╔══
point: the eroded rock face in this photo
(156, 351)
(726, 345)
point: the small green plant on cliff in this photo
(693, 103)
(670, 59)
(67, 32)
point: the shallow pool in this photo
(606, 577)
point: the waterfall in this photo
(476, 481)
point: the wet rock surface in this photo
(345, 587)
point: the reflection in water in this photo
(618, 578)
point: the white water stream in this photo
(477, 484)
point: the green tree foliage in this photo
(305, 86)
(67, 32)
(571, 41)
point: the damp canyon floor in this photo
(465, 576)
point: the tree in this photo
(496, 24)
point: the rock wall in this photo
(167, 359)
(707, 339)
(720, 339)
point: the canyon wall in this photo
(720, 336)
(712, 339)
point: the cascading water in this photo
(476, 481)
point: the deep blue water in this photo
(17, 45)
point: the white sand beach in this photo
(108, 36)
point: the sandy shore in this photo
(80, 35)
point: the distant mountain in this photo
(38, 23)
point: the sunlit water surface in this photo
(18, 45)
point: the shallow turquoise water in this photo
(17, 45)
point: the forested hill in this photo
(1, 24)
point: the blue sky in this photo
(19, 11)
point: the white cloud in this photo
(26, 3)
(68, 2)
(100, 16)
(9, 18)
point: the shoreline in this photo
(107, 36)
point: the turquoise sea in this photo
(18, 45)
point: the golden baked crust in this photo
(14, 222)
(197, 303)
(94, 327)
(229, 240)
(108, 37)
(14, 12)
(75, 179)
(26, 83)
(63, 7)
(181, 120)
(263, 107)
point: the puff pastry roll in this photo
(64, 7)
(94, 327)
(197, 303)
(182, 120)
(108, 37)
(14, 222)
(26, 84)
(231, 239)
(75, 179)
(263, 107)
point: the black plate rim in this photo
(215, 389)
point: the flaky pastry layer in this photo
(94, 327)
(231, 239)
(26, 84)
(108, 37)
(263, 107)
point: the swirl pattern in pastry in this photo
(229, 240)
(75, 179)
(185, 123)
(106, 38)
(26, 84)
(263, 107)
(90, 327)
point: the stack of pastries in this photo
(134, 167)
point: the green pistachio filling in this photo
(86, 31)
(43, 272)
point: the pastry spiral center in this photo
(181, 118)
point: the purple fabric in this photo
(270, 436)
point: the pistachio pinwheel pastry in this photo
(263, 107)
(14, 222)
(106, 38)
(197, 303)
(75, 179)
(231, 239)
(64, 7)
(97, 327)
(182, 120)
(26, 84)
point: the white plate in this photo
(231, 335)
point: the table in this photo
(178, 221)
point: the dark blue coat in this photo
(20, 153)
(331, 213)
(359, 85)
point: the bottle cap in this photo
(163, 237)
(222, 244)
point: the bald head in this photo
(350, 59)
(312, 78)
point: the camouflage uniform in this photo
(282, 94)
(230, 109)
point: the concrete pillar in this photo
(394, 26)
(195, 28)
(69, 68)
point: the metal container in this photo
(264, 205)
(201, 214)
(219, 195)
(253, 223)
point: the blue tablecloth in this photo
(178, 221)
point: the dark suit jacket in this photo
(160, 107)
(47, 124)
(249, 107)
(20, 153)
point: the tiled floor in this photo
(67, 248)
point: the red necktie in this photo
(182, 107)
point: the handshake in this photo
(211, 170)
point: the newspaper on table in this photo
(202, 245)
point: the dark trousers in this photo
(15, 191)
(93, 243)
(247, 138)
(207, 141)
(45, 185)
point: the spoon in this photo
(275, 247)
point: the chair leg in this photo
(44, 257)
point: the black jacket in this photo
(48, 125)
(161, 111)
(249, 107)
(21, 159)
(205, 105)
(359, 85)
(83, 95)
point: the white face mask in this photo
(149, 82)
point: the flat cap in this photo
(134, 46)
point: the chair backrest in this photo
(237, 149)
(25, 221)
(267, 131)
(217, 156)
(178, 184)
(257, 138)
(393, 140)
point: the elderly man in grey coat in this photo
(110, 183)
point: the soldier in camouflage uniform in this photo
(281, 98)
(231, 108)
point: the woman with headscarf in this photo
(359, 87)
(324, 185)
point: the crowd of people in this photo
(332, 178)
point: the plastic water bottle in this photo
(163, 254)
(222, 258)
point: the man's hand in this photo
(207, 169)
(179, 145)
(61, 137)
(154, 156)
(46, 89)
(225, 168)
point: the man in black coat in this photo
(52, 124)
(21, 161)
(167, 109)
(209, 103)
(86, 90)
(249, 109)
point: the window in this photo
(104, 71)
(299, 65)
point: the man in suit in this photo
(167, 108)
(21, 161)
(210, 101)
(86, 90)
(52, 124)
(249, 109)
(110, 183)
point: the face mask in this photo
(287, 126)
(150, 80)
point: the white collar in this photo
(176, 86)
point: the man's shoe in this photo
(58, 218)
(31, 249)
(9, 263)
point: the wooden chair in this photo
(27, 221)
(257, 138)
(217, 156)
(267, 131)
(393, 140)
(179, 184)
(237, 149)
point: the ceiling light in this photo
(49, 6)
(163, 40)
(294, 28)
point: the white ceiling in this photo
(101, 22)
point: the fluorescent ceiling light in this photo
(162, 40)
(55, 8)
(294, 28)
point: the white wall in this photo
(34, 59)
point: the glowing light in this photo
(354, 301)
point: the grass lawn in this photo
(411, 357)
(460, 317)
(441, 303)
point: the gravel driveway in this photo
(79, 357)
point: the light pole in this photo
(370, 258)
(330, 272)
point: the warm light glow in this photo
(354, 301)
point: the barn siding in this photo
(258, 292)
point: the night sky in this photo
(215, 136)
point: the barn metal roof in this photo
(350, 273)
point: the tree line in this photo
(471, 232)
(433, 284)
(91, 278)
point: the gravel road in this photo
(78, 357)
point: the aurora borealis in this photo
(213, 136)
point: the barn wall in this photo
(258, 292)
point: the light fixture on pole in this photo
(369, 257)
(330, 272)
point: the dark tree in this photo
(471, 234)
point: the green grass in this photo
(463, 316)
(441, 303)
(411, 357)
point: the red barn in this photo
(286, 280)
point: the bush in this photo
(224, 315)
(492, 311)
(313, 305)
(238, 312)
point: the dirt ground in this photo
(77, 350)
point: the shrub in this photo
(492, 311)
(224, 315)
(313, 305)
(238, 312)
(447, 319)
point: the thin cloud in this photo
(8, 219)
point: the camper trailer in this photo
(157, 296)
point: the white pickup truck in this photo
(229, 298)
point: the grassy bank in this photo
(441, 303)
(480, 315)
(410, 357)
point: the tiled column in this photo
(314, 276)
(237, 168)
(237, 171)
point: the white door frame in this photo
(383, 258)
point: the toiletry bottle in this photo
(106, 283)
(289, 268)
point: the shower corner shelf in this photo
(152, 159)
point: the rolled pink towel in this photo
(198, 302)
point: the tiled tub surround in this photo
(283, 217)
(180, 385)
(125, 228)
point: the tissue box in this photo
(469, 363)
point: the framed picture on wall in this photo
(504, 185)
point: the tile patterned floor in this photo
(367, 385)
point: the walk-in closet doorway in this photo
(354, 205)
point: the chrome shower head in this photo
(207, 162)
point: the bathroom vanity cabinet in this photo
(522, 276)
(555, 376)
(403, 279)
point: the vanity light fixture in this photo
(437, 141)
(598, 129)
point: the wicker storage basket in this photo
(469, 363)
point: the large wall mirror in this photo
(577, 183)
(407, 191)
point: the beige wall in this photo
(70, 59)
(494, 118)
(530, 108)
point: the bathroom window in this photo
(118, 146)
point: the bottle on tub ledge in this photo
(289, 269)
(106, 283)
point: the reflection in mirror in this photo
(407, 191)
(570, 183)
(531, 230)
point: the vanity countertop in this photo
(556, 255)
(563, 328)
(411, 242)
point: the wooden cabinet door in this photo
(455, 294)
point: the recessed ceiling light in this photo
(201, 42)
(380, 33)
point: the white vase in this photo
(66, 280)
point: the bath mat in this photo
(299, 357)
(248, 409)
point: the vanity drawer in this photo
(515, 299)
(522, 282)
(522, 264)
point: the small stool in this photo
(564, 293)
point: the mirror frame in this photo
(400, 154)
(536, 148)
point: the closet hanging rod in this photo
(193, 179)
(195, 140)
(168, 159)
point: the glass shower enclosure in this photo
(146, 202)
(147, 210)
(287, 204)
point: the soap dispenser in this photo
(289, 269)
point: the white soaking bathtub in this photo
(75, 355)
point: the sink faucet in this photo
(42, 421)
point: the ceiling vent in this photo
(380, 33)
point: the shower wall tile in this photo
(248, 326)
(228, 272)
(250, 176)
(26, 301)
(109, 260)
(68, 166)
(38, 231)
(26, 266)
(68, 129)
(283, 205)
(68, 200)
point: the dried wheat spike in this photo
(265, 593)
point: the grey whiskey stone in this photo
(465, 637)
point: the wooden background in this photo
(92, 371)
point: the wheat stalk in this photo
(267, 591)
╚══
WHAT IS EXPECTED: Begin with the line containing "point: the vanity countertop in this photo" and repeat each line exactly until the records above end.

EXPECTED ANSWER:
point: the vanity countertop in this photo
(556, 255)
(563, 328)
(411, 242)
point: the wooden cabinet door in this photo
(455, 294)
point: the recessed ceiling light in this photo
(201, 42)
(380, 33)
point: the white vase in this photo
(66, 280)
point: the bath mat in this photo
(299, 357)
(248, 409)
point: the vanity drawer in this photo
(515, 299)
(522, 282)
(522, 264)
point: the small stool in this photo
(564, 293)
point: the mirror frame in this photo
(400, 154)
(536, 148)
point: the closet hanging rod in this photo
(193, 179)
(195, 140)
(168, 159)
point: the glass shower enclosure in this photo
(146, 202)
(147, 210)
(287, 204)
point: the soap dispenser in this photo
(289, 269)
point: the white soaking bathtub in this photo
(75, 355)
point: the sink faucet in this photo
(42, 421)
point: the ceiling vent in this photo
(380, 33)
point: the shower wall tile in this photo
(248, 326)
(228, 272)
(250, 176)
(26, 301)
(109, 260)
(68, 166)
(38, 231)
(26, 266)
(68, 129)
(283, 205)
(68, 200)
point: the dried wheat spike in this photo
(265, 593)
point: the grey whiskey stone in this photo
(465, 637)
point: the wooden background in this photo
(92, 371)
point: the wheat stalk in this photo
(267, 591)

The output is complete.